— start of Task material —

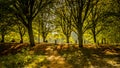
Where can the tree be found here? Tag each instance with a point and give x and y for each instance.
(26, 11)
(79, 10)
(64, 20)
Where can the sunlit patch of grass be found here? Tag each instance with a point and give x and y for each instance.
(111, 62)
(36, 62)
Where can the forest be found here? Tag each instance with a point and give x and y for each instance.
(59, 33)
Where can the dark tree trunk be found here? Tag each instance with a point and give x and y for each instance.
(67, 39)
(80, 36)
(44, 39)
(30, 33)
(3, 38)
(94, 34)
(39, 32)
(21, 39)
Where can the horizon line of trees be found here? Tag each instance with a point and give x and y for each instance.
(97, 18)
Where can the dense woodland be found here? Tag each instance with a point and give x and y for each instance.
(78, 33)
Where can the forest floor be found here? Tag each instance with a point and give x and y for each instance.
(49, 55)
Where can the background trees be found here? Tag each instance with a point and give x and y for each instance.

— end of Task material —

Written request: Reproduce every record above verbatim, with each coordinate pair in its original position, and omit the pictures.

Full answer:
Where can the tree be found here? Tag each instance with a point and give x and y for each instance.
(26, 11)
(79, 10)
(64, 20)
Where can the sunlit patch of grass be found here? Tag each instance with a point and give x and y for each instance.
(111, 62)
(36, 62)
Where can the forest be found here? Tag each instance with a point and give x and y for each instance.
(59, 33)
Where can the dark tree trunk be found here? Tag each instance with a point and give x and y for each instance.
(67, 39)
(80, 36)
(44, 39)
(30, 33)
(3, 38)
(94, 34)
(39, 32)
(21, 39)
Where can the horizon line of trees be found here? Tag each instance with a point and give x and y for each instance.
(97, 18)
Where can the dense woodland be found here? Tag each instance with a point and give x and y for each instance.
(78, 33)
Where can the forest floor be found here? Tag each instance with a point and give x and y for each instance.
(49, 55)
Where can the background trees be found here? Tag each instance with a point and give x and y for each instance.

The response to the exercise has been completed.